- [TEXTO DE LECTURA]:
────────────────
El
sol del altiplano- Mis recuerdos de Bolivia
Por
CHEN XI
UNA
mañana de pleno invierno, el radiante sol de Beijing
me despertó al asomarse por la ventana de mi habitación.
Me gusta ese ambiente tibio porque relaja mi mente. La intensidad
de sus rayos me trajo a la memoria mi estancia en Bolivia, país
con un sol espléndido en el que reina un clima templado
a lo largo de todo el año.
Siendo como soy un traductor e intérprete
que trabaja con la lengua expañola, deseaba conocer más de cerca
la cultura de los países sudamericanos. En 1995 tuve la suerte
de poder trabajar un año en Bolivia, experiencia que dejó en
mí una profunda huella.
En mi mente quedará grabado para siempre
un cuadro de Bolivia pintado con el azul del cielo, el blanco
de unas nubes que parecen al alcance de la mano y, sobre todo,
la resplandeciente luz del sol que confiere al paisaje del altiplano
su singular luminosidad.
Para mí, el lago Titicaca, libre de
contaminación y sin huella alguna del mundo industrial, es el
lugar más fascinante de Bolivia. Sus aguas son tan cristalinas
que parece menos profundo de lo que es en realidad. Cuando sopla
la brisa, en su superficie aparecen leves pliegues parecidos
a los de una gasa flameante. A orillas del lago se extiende
una vasta pradera por cuyo cielo pasean lentamente las nubes,
tan vívidas que no parecen intangibles, sino al alcance de la
gente. Las algodonosas nubes blancas se recortan nítidamente
contra el horizonte. Debido a la fuerte radiación solar, sobre
el lago y la pradera se forma una cálida neblina que asciende
y por entre la cual se asoman como islotes las cimas de las
colinas cercanas. ¡Qué envidia me dan quienes tienen la suerte
de vivir en medio de tan hermoso paisaje! ¡Ojalá pudiese contemplar
este espectáculo de la naturaleza y escuchar el melodioso canto
de los pájaros todos los días!
La
fiesta local que más me llamó la atención fue la Fiesta del
Agua, la más importante del lugar. Cuando llega esta fiesta,
que suele celebrarse en febrero y coincidir con la Fiesta de
la Primavera de China, por todo el país se respira una aire
de felicidad y de regocijo. La principal actividad de esta fiesta
consiste en echarse agua unos a otros. Los bolivianos dicen
que nadie debe enojarse si le mojan, puesto que ello simboliza
la buena suerte y la felicidad.
────────────────
- [TAREA PLANTEADA 1]: Según el texto sobre Bolivia, ¿por qué nadie debe enojarse si lo mojan durante la Fiesta del Agua? Explícalo en una a tres oraciones.
- [TAREA PLANTEADA 2]: Por favor, reproduce del texto sobre Bolivia el fragmento que se abre con las palabras que contienen "Siendo como soy" y se cierra con "su singular luminosidad.".

- [EXTRACTO DE DATOS]:
────────────────
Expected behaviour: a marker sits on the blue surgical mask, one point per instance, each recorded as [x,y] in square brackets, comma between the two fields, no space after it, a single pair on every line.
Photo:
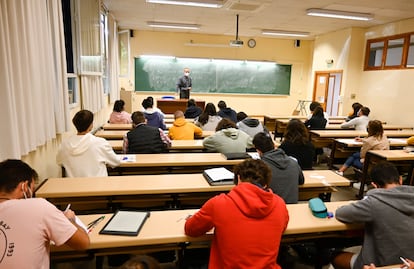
────────────────
- [RESPUESTA 1]: Los bolivianos dicen que nadie debe enojarse si lo mojan, porque eso simboliza la buena suerte y la felicidad. Echarse agua unos a otros es la actividad principal de esa fiesta.

- [RESPUESTA 2]:
Siendo como soy un traductor e intérprete
que trabaja con la lengua expañola, deseaba conocer más de cerca
la cultura de los países sudamericanos. En 1995 tuve la suerte
de poder trabajar un año en Bolivia, experiencia que dejó en
mí una profunda huella.
En mi mente quedará grabado para siempre
un cuadro de Bolivia pintado con el azul del cielo, el blanco
de unas nubes que parecen al alcance de la mano y, sobre todo,
la resplandeciente luz del sol que confiere al paisaje del altiplano
su singular luminosidad.